*Stated problem:* Copy out each of the records below line for line, leaving every character unchanged.
──────────────────────────────
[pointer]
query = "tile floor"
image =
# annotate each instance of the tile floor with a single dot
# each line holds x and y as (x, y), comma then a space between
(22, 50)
──────────────────────────────
*Full output:*
[pointer]
query = "tile floor"
image =
# annotate each instance of the tile floor with a single dot
# each line holds x and y as (x, y), comma then a space between
(22, 50)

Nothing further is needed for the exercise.